───── Extrait fourni

Chapitre 60 |
Le roi d'Aragon fit une traversée heureuse autant qu'on
puisse le désirer ; en peu de jours il prit terre
à Trapani, le troisième du mois d'août de
l'an douze cent quatre-vingt-deux. Vous pouvez voir après
cela le temps qu'il demeura à Alcoyll, puisqu'il y
était à la fin du mois de mai et qu'il arriva
à Trapani le troisième d'août. Je ne pense
pas qu'un autre roi, quel qu'il soit, eût pu, avec ses
seules forces, séjourner à Alcoyll aussi
longtemps. Aussitôt qu'il eut pris terre à Trapani,
il se fit dans la Sicile une illumination
générale, c'était vraiment merveilleux. Les
prud'hommes de Trapani envoyèrent des courriers de tous
les côtés, et ce fut une merveille que la joie qui
éclata partout ; et ils avaient bien raison, puisque Dieu
leur avait envoyé le saint roi d'Aragon pour le
délivrer de leurs ennemis et être leur guide. Ainsi
que Dieu envoya Moïse au peuple d'Israël et lui confia
la verge miraculeuse, de même à un signal que fit
le roi d'Aragon il délivra le peuple de Sicile ; on peut
voir par là que ce fut l'oeuvre de Dieu. Quand le roi et
les troupes eurent débarqué à Trapani, il
n'est pas besoin de vous dire la joie que chacun en ressentit ;
les dames et demoiselles venaient en dansant au-devant du roi,
et s'écriant : «Bon et saint seigneur, que Dieu te
donne vie et victoire afin que tu puisses nous délivrer
de la main de ces Français maudits !» Et tout le
monde allait ainsi chantant, et nul ne faisait oeuvre de ses
mains de la joie qu'ils avaient.
Que vous dirai-je ? Dès qu'on l'apprit à Palerme
on lui envoya une grande partie des riches-hommes de la ville
avec des sommes considérables pour être
distribuées à ses troupes. Le roi ne voulut rien
accepter, disant que tant qu'il n'en aurait pas besoin il
n'accepterait rien, et qu'il avait apporté assez d'argent
avec lui, mais qu'ils pouvaient être assurés qu'il
était venu pour les recevoir comme ses vassaux et les
défendre contre tout le monde.

──────────

* _Consigne 1_
Relevez tous les noms de lieux cités dans l'extrait, à l'exception de celui qui n'apparaît que dans la comparaison avec Moïse.

───── Entrées fournies

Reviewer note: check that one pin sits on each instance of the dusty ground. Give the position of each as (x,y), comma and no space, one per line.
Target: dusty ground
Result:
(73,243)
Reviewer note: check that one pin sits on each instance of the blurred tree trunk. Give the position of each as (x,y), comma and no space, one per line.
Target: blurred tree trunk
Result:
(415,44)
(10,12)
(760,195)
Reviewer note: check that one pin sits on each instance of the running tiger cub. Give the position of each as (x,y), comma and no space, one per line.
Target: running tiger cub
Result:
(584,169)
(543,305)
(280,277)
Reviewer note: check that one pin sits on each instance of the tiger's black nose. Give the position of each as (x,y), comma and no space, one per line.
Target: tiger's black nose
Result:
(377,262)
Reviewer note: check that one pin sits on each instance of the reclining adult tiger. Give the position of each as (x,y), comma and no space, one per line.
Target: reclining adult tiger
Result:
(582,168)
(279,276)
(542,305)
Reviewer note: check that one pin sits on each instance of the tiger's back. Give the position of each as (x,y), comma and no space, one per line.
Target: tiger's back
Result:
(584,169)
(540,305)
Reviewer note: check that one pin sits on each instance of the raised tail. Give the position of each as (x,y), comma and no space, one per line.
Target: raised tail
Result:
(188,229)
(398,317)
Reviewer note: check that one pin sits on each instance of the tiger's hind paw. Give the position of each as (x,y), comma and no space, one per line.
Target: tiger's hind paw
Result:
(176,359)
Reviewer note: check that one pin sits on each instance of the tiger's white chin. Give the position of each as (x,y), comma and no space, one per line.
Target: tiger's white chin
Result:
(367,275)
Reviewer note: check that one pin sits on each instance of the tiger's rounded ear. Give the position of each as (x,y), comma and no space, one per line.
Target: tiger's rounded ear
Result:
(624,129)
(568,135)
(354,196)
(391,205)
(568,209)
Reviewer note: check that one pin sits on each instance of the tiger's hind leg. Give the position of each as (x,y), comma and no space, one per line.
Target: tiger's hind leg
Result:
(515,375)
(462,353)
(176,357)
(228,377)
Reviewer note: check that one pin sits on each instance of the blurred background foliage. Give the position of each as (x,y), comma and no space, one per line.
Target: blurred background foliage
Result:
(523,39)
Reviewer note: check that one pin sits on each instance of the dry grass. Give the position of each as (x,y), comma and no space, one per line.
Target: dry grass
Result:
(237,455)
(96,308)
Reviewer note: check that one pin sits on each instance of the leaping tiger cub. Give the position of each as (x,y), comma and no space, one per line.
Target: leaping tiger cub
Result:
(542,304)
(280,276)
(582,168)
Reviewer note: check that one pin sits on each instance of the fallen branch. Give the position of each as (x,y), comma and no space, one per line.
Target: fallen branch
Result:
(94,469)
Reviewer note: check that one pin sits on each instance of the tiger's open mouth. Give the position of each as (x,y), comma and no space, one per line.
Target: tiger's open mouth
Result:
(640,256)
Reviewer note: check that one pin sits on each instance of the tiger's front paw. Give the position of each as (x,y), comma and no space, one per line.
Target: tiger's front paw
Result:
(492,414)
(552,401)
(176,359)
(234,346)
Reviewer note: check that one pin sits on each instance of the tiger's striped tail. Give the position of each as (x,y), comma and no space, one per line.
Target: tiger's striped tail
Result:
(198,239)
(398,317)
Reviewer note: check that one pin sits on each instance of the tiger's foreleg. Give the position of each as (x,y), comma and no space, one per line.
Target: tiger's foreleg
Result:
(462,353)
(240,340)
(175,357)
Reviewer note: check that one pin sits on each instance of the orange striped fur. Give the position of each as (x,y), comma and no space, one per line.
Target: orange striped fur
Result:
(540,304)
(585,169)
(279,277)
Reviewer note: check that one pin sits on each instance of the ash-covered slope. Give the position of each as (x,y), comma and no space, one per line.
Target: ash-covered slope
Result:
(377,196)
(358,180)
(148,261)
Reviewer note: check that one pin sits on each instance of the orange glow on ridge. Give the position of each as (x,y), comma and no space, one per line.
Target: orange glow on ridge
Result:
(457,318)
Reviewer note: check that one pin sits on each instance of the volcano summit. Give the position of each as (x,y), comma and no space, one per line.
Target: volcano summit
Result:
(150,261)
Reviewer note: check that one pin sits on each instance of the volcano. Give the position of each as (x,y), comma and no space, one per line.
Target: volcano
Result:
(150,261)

──────────

* _Consigne 2_
Modifiez les enregistrements en ne reprenant que la partie qui commence à la ligne contenant « the orange glow » et s'achève à la fin des enregistrements. Remplacez-y « volcano » par « mountain » sans rien changer d'autre.

* _Solution rédigée 1_
Aragon
Trapani
Alcoyll
Sicile
Palerme

* _Solution rédigée 2_
Reviewer note: check that one pin sits on each instance of the orange glow on ridge. Give the position of each as (x,y), comma and no space, one per line.
Target: orange glow on ridge
Result:
(457,318)
Reviewer note: check that one pin sits on each instance of the mountain summit. Give the position of each as (x,y), comma and no space, one per line.
Target: mountain summit
Result:
(150,261)
Reviewer note: check that one pin sits on each instance of the mountain. Give the position of each as (x,y), comma and no space, one per line.
Target: mountain
Result:
(150,261)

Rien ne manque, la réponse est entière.